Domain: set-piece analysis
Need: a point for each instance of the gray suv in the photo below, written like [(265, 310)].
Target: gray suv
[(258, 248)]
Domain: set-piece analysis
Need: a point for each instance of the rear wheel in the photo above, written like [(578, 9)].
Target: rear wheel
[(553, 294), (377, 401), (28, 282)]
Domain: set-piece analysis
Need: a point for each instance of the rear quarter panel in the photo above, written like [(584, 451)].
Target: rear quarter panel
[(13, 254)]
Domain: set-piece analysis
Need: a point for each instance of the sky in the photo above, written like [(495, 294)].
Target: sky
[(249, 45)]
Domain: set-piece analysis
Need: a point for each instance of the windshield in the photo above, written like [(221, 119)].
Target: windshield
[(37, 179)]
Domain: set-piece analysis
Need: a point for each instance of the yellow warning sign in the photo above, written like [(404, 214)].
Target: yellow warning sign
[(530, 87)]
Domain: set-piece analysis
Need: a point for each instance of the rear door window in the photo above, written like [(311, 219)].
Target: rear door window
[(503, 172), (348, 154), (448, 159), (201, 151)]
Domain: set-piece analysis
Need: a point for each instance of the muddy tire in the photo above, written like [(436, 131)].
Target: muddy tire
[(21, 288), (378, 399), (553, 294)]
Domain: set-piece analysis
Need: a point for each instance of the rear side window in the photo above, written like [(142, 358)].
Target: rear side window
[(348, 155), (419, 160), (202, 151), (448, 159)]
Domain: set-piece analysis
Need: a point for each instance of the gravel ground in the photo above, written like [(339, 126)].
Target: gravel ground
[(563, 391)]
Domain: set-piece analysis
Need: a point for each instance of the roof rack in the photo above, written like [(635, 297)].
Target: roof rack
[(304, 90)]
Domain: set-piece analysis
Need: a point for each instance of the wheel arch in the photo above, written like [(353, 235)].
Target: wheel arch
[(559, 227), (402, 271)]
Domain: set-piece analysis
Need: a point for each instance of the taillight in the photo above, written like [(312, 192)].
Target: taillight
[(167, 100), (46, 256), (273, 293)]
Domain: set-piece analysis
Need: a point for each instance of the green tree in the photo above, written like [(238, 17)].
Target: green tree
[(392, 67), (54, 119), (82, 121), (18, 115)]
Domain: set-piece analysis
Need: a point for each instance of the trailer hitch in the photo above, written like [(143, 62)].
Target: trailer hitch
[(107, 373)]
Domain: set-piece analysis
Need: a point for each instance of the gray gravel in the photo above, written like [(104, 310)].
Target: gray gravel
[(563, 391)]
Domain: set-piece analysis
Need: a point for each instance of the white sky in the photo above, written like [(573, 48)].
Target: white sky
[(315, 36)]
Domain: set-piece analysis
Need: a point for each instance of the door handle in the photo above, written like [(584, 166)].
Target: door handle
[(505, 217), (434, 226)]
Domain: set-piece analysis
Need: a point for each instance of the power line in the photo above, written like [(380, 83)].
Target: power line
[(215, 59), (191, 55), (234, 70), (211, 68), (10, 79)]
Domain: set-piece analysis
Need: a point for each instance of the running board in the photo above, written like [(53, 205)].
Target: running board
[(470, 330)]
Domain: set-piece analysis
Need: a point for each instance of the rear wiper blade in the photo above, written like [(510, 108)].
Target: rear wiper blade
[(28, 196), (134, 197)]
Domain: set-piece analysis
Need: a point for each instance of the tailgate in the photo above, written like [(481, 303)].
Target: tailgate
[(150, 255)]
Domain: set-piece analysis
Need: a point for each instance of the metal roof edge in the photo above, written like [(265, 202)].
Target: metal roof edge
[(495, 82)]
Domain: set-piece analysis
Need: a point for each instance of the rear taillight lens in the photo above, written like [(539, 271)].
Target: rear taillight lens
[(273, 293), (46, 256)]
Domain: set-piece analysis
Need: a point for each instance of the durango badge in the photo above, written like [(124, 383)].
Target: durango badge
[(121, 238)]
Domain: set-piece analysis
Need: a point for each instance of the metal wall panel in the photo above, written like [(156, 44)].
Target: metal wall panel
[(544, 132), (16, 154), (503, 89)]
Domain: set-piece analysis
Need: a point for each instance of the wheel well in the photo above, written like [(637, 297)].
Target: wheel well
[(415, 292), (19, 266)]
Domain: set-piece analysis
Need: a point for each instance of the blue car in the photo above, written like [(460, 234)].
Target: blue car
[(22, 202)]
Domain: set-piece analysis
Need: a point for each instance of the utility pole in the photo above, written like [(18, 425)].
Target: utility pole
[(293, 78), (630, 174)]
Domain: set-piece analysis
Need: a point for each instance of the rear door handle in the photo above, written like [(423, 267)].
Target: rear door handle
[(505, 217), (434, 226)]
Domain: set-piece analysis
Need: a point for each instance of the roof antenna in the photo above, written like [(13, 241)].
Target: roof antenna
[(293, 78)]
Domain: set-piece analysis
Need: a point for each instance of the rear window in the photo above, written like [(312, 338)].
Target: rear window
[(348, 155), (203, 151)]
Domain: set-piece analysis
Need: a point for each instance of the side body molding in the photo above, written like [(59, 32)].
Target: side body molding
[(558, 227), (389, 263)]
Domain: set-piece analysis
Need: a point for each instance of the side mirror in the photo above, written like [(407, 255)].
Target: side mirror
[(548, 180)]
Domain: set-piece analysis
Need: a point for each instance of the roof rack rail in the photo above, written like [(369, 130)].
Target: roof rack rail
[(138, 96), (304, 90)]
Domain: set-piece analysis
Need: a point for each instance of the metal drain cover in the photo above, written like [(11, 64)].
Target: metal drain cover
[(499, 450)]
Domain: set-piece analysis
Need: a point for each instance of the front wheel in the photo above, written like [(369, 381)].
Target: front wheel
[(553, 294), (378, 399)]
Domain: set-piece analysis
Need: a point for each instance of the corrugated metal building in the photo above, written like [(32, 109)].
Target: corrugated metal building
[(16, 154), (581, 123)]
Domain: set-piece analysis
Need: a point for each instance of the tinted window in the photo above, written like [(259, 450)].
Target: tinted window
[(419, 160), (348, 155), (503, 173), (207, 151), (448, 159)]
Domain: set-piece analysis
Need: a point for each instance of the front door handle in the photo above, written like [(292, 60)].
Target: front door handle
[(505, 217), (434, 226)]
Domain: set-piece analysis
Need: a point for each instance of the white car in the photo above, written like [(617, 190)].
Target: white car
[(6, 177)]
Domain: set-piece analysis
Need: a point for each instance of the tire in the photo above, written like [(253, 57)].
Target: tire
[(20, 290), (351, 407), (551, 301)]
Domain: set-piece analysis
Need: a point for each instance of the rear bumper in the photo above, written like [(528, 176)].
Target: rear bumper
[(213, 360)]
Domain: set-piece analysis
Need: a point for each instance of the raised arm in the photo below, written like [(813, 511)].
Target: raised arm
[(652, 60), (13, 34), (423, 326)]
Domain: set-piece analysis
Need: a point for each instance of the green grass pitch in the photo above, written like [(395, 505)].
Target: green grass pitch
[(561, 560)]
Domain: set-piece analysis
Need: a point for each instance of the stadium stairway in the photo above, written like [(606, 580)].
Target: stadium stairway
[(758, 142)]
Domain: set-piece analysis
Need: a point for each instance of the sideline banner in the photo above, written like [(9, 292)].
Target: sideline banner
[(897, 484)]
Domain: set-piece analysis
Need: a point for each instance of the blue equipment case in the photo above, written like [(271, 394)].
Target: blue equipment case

+++

* [Assignment] Pull every line containing "below" out of the entries.

* [Answer]
Need: a point for each instance of the gray suv in the photo below, written like [(265, 310)].
Need: a point for each instance of the raised arm in the photo below, written like [(813, 511)].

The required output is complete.